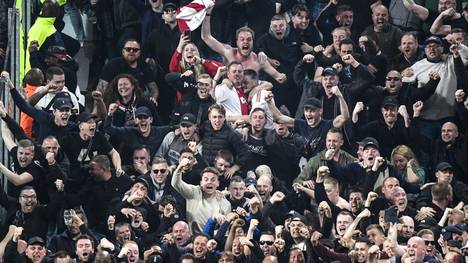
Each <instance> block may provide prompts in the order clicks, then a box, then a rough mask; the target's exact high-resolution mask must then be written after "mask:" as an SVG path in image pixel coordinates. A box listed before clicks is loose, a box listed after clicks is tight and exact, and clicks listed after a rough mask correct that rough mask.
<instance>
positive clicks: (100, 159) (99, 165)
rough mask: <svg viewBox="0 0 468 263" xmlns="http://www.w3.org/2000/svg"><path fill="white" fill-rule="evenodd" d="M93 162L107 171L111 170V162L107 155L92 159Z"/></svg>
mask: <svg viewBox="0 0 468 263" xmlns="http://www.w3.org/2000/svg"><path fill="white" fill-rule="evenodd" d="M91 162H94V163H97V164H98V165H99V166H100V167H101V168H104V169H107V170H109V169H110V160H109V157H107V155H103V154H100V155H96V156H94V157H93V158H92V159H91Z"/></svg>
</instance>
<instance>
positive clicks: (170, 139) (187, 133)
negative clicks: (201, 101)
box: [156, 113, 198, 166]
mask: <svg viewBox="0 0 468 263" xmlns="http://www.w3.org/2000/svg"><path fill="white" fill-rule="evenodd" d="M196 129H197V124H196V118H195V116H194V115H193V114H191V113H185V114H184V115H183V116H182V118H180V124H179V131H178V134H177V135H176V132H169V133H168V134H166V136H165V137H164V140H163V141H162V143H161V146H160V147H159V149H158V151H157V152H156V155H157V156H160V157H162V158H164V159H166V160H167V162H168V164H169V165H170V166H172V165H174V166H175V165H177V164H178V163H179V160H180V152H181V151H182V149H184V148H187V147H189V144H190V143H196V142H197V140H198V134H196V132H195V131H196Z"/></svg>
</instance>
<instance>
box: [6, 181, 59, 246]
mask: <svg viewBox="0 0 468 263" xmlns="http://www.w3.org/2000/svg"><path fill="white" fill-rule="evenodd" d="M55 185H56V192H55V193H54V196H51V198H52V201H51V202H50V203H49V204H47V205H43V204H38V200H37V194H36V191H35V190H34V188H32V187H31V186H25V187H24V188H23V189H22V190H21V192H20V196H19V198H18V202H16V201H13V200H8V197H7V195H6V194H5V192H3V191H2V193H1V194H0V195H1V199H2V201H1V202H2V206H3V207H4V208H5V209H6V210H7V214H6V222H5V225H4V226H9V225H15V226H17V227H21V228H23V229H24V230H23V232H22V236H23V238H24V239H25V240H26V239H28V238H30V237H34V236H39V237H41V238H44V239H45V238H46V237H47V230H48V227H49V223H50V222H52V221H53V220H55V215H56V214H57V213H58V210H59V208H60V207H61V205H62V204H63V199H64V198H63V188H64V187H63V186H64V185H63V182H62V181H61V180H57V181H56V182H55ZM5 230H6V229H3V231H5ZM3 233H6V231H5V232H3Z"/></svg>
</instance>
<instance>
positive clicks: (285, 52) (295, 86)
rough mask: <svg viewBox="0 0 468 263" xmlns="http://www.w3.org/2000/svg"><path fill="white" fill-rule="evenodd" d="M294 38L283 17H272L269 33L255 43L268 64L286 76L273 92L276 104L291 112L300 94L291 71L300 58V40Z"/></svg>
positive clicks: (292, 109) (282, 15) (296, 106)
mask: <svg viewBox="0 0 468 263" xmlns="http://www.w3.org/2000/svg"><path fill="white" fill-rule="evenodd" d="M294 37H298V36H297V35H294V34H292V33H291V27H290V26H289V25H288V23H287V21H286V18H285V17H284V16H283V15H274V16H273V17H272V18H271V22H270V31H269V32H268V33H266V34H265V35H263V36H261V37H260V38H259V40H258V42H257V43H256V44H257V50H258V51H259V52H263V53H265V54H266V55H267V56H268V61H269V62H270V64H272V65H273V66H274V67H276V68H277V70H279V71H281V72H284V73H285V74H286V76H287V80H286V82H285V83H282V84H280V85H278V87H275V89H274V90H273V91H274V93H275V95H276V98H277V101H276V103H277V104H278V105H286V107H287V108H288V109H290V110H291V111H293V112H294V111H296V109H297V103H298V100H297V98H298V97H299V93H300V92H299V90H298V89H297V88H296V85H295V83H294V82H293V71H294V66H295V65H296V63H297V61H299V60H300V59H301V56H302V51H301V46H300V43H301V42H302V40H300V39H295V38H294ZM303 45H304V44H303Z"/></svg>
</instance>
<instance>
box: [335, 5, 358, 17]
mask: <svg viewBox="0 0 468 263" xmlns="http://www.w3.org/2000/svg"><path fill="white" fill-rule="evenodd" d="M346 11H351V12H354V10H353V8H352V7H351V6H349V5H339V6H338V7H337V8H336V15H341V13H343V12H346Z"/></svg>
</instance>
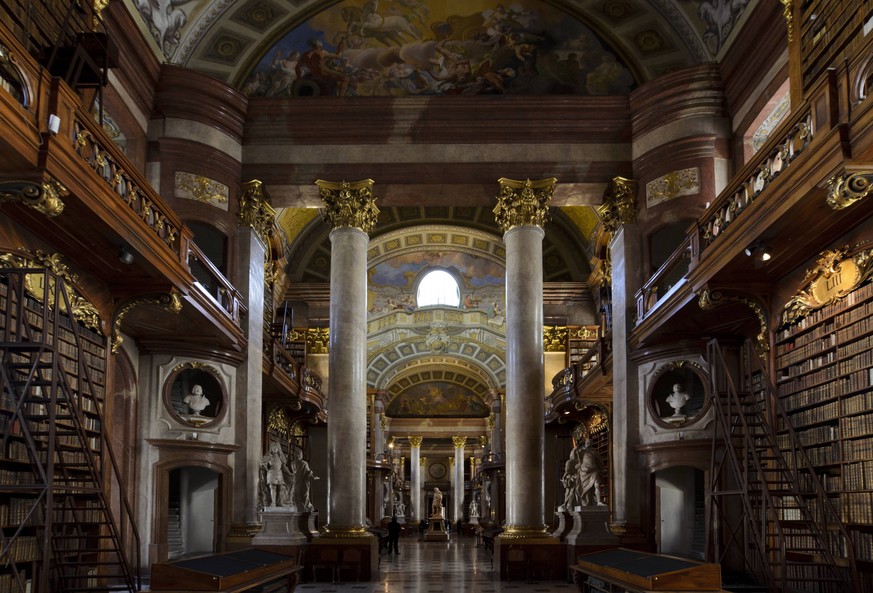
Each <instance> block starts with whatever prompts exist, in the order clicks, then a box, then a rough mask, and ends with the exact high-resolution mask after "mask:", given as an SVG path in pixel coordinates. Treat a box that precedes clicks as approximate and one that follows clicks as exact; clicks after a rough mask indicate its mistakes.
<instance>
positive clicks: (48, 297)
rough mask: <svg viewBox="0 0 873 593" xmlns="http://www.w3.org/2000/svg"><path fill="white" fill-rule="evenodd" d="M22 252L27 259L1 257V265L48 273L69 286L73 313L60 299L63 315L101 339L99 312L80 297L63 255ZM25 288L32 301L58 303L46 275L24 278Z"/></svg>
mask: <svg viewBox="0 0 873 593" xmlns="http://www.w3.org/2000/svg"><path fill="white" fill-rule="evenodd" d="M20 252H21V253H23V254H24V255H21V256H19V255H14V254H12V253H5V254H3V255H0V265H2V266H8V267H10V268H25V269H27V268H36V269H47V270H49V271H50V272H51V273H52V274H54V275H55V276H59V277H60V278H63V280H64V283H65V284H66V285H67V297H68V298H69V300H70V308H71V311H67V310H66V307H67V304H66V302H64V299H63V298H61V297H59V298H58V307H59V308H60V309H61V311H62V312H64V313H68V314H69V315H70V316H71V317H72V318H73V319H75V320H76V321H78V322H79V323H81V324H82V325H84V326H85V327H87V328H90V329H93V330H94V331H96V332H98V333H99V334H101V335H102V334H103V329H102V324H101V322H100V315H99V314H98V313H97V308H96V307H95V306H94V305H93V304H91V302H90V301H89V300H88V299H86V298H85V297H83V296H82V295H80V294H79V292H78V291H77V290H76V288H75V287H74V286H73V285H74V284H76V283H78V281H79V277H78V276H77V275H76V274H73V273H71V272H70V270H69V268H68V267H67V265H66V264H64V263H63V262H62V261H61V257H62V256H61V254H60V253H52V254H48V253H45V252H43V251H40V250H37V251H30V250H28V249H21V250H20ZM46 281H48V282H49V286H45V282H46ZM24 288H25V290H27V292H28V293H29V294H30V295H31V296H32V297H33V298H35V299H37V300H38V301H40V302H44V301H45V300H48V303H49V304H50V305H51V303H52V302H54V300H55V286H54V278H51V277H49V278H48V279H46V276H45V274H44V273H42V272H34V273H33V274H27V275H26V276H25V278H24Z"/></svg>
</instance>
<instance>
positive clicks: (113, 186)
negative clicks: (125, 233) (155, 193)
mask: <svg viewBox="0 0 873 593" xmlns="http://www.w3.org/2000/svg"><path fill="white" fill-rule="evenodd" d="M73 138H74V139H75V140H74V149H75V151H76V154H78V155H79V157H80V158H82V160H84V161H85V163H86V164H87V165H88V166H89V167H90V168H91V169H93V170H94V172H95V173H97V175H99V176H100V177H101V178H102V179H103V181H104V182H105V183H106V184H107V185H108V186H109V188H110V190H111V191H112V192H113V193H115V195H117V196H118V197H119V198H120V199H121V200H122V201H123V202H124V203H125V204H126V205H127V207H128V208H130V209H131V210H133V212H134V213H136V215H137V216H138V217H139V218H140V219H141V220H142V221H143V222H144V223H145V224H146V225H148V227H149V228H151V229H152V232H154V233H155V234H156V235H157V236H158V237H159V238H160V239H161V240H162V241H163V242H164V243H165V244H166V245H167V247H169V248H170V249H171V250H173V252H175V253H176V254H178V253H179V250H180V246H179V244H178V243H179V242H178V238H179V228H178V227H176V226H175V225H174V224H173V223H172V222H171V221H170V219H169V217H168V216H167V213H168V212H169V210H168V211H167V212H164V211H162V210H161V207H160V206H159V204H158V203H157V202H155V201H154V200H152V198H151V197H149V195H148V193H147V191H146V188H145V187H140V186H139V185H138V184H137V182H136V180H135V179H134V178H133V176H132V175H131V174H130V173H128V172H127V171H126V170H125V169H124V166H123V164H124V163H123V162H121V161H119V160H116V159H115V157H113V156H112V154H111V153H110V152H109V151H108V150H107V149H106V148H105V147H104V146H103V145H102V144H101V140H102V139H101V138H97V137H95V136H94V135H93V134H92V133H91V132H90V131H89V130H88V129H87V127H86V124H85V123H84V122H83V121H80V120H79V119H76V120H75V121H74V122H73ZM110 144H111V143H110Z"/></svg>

◇ ◇ ◇ ◇ ◇ ◇ ◇

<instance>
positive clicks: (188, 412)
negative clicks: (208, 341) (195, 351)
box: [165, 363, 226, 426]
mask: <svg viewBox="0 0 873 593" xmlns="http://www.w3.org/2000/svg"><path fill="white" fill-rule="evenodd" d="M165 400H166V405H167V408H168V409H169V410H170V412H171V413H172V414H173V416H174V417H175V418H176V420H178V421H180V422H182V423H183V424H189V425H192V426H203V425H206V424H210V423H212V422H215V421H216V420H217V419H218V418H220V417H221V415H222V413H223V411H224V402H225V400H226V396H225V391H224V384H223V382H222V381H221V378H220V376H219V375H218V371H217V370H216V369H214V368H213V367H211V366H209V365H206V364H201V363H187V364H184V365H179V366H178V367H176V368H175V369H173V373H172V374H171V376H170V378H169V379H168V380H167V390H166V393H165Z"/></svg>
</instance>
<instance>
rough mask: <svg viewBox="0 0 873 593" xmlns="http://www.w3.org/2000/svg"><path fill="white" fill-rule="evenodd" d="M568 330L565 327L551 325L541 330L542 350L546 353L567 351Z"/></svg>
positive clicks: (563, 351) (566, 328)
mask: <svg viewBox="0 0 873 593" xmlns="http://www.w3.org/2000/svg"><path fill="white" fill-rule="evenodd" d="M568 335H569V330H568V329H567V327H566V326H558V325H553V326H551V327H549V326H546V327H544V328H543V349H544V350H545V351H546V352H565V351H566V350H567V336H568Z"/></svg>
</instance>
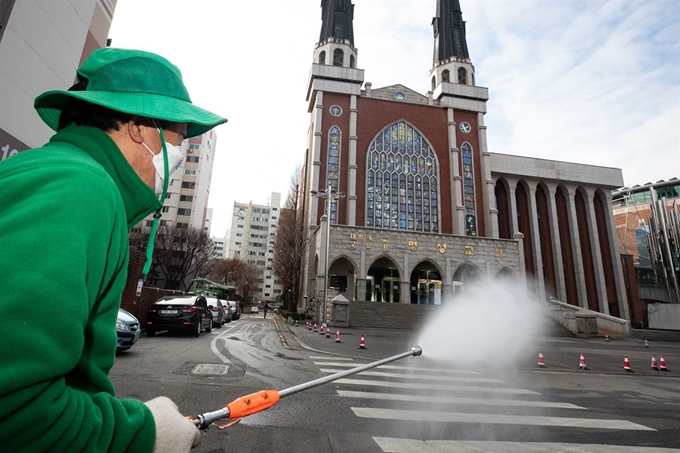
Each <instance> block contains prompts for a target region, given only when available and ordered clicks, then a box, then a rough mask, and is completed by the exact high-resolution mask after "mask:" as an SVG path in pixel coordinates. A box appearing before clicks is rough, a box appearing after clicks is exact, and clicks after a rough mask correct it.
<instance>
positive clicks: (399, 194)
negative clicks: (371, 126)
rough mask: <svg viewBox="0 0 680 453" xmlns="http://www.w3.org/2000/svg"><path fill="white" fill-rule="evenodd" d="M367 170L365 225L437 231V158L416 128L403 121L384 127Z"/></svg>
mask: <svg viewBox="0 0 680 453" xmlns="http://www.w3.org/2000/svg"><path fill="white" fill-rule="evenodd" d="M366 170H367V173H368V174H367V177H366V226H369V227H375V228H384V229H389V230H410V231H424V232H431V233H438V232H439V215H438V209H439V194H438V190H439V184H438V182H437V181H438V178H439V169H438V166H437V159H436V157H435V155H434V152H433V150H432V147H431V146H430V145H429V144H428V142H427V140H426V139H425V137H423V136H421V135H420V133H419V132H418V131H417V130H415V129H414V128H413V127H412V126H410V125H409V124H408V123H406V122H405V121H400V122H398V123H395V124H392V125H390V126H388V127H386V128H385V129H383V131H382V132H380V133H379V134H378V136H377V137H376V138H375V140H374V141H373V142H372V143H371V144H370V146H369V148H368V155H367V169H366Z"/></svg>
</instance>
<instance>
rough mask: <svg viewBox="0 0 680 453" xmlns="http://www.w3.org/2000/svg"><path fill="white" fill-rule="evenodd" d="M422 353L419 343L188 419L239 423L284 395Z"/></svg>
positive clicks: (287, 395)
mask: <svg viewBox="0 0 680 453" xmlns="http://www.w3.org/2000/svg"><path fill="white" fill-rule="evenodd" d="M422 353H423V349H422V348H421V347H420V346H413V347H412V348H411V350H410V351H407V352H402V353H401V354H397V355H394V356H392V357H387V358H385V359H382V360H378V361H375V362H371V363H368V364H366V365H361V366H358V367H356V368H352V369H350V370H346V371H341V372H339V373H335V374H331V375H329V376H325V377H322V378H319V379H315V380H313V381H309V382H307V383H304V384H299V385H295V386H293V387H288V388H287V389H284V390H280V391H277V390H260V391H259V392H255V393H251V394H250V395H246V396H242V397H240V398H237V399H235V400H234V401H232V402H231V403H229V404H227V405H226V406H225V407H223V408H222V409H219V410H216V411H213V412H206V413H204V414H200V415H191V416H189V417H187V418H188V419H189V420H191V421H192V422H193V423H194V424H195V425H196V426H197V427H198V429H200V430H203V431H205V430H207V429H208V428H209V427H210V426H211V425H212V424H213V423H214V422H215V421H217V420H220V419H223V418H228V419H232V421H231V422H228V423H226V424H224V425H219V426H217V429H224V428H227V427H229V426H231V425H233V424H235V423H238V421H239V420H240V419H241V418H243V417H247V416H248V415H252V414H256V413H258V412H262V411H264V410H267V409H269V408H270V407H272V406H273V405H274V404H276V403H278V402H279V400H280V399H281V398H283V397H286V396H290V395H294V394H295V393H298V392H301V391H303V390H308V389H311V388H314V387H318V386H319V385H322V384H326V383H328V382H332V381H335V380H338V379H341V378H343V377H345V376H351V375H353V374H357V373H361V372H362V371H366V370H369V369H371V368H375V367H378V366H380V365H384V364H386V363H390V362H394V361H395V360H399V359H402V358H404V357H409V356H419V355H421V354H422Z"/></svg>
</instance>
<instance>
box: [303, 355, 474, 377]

◇ ◇ ◇ ◇ ◇ ◇ ◇

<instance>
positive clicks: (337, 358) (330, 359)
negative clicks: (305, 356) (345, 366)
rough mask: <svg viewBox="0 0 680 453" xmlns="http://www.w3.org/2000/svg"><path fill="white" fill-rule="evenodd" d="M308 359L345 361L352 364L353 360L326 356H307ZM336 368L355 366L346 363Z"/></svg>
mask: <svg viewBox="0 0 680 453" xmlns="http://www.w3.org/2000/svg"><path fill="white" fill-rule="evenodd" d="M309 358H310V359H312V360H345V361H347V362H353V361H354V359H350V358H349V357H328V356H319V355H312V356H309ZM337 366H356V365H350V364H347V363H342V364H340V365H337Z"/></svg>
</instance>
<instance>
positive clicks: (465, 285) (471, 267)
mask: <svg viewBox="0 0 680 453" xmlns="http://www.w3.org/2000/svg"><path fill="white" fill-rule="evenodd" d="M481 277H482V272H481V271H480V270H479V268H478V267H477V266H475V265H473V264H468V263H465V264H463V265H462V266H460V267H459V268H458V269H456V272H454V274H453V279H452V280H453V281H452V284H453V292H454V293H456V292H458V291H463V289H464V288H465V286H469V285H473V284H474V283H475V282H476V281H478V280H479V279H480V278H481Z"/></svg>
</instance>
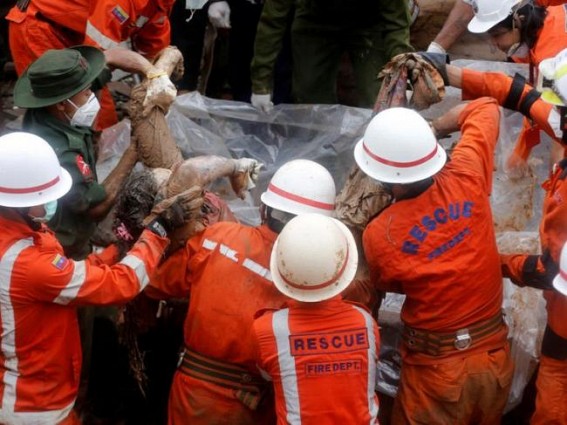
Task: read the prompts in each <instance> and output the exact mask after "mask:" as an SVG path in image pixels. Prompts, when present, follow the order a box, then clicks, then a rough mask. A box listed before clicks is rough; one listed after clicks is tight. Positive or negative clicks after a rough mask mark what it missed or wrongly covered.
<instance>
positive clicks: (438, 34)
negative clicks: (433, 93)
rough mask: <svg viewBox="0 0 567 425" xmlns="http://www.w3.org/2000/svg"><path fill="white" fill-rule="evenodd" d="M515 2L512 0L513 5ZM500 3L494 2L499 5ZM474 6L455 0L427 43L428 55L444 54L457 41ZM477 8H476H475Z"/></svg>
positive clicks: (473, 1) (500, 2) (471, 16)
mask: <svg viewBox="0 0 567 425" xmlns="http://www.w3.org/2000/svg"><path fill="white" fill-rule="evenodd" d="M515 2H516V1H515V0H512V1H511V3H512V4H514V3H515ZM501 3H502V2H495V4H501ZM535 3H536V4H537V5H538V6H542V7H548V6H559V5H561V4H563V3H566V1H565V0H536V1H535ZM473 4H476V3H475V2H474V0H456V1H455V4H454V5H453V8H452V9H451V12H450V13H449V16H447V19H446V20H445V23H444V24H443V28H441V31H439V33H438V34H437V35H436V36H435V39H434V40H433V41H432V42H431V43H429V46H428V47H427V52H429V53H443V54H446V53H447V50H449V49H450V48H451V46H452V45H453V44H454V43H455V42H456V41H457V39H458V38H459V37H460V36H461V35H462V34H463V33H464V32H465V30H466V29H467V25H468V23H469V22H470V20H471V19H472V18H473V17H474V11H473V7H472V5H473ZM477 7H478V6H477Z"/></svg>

◇ ◇ ◇ ◇ ◇ ◇ ◇

- _Exercise description_: Give the lines above again exactly, from the one containing "positive clicks: (465, 285) (471, 267)" to the one containing "2L512 0L513 5ZM500", both included, but leave out the pictures.

- _Output for this exercise_:
positive clicks: (465, 285) (471, 267)
mask: <svg viewBox="0 0 680 453" xmlns="http://www.w3.org/2000/svg"><path fill="white" fill-rule="evenodd" d="M481 277H482V272H481V271H480V270H479V268H478V267H477V266H475V265H473V264H468V263H465V264H463V265H462V266H460V267H459V268H458V269H456V272H454V274H453V279H452V280H453V281H452V284H453V292H454V293H456V292H458V291H463V289H464V288H465V286H469V285H473V284H474V283H475V282H476V281H478V280H479V279H480V278H481Z"/></svg>
</instance>
Task: read the prompts in each <instance> and output the exact mask after "mask:" as an SVG path in image pixels. Prompts, when present, follow the order a box, then clicks, then a rough mask. A box listed before clicks is rough; one listed after clicks is tight. Positive or negative clicks after a rough mask mark what it missed or wrongly covered.
<instance>
positive clicks: (438, 34)
negative clicks: (433, 93)
rough mask: <svg viewBox="0 0 567 425" xmlns="http://www.w3.org/2000/svg"><path fill="white" fill-rule="evenodd" d="M515 2L512 0L513 5ZM500 3L494 2L499 5ZM474 6L455 0L427 43L428 55L444 54L457 41ZM477 8H476H475Z"/></svg>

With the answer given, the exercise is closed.